Drinking tea can provide your body with the above health benefits and help keep your body hydrated. Although many people believe that tea (especially tea with higher caffeine levels) functions as a diuretic, drinking tea has not been shown to cause dehydration when consumed in standard amounts.
What Is the “Best” Tea to Drink?
When choosing a tea, approach it by considering two different factors — the taste and the tea’s benefits. It doesn’t matter how beneficial the tea is for you; if you don’t think it tastes good, you won’t want to drink it.
That means that the “best” tea for you is the one that provides you the benefits you’re looking for and also tastes great enough for you to be interested in drinking it regularly.
For most people, the perfect combination of both is green tea.
Green tea has a relatively mild taste and plenty of bang for the buck regarding its benefits. It is regularly considered one of the healthiest beverages you can drink.
Other types of tea with at least some positive health benefits include:
- White tea (delicate in flavor and relatively low in caffeine)
- Chamomile tea (mellow and usually caffeine-free)
- Pu-erh tea (sweet and fermented)
- Chai tea (full of spices, rich)
- Ginger teas (spicy)
- Peppermint tea (cooling and calming)
- Earl grey tea (citrusy and floral)
- English breakfast tea (full-bodied)
- Matcha tea (earthy and full of health benefits)
These teas can be enjoyed as premade tea bags or loose leaf tea.
Is It Good to Drink Tea Every Day?
As long as you drink tea in moderation, feel free to enjoy a cup or two every day! You can make it part of your daily ritual, especially in the morning, as it makes for an excellent mild replacement for a cup of coffee.
When you regularly drink tea, you provide your body with a constant influx of healthy, bioactive compounds.
These compounds, including polyphenols, are behind many of the positive health effects tea can provide. Catechin, known as epigallocatechin gallate (or EGCG), functions as an antioxidant, helping to protect the body from the cell damage that can result from free radicals.
Combining your tea consumption with a healthy diet can help to supercharge your results.
Increasing your consumption of whole fruits and vegetables, fiber-rich foods, and healthy proteins can help make all of the benefits of tea even more impressive. You can also use this combination to help you with weight loss and promote a higher level of gut health.
Are There Any Side Effects to Drinking Tea?
There are some potential downsides to drinking tea, especially in larger quantities. Much of those downsides are related to how high that particular tea’s caffeine level is and how that impacts the body.
Black and green teas tend to have higher caffeine levels than other teas, but most have only a tiny amount.
Drinking too much caffeine can lead to multiple symptoms, including increased restlessness and anxiety, a faster heart rate (known as tachycardia), head and neck tension, muscle tremors, and trouble sleeping.
Drinking less caffeine often stops those symptoms reasonably quickly, so if you know that you’re sensitive to the compound, pay attention to the caffeine content in the tea you choose.
In addition, while tea itself only contains just a few calories at most, the sweeteners and other additives many people add to their tea can take a healthy drink and make it far less suitable for you.
Certain teas may also inadvertently function as laxatives, creating nausea, diarrhea, and other stomach problems as a result. While this happens mostly with people starting to drink tea or increasing their tea consumption, it can happen at any point.
Whether you enjoy a warm cup of oolong tea or another herbal tea variety, the benefits of tea are accessible for everyone. When you choose your tea based on the benefits you’re looking for, you can make positive changes to your health and wellbeing by boiling a cup of hot water.

◆ **SOURCE DATA**
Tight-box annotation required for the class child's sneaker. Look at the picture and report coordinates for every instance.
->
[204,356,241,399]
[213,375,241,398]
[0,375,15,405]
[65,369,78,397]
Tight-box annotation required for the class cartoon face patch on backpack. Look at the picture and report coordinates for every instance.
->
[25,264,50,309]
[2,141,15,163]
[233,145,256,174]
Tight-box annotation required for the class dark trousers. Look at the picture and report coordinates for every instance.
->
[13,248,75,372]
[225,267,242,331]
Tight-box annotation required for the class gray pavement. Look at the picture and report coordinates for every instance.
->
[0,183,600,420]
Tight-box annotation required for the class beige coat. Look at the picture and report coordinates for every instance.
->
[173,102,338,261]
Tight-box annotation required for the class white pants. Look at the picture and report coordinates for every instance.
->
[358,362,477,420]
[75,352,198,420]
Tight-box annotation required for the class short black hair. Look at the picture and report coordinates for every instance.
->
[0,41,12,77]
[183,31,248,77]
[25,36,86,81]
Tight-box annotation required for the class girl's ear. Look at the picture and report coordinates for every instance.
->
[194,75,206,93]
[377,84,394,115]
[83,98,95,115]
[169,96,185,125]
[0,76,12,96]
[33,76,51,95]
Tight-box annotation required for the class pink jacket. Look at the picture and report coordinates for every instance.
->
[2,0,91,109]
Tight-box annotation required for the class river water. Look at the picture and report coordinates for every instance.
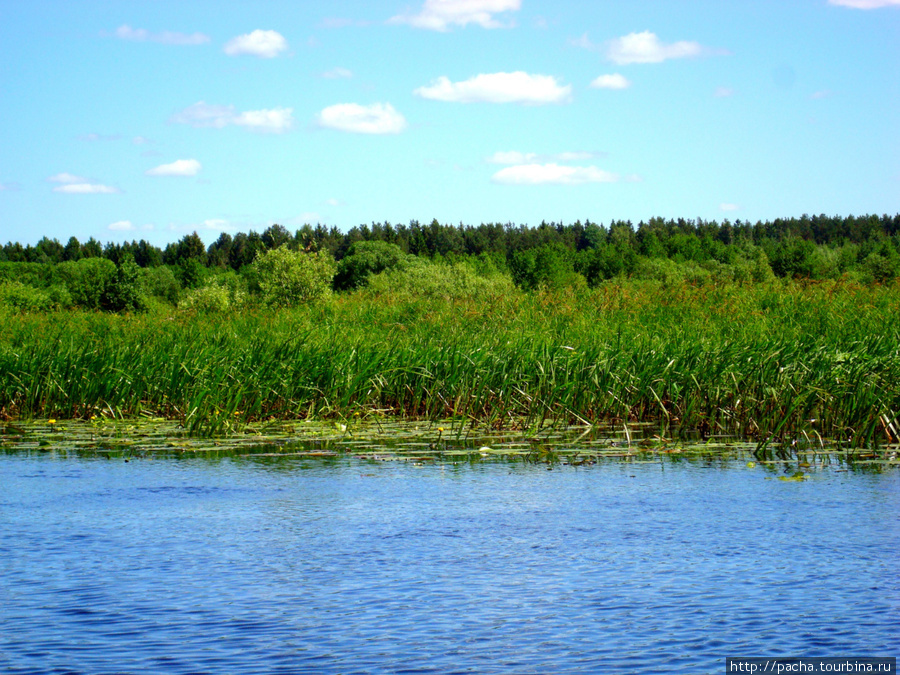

◆ **WORK TO COMPLETE**
According to the text on tea, which two kinds of tea tend to have higher caffeine levels than other teas?

◆ **RESPONSE TO THE TASK**
Black and green teas.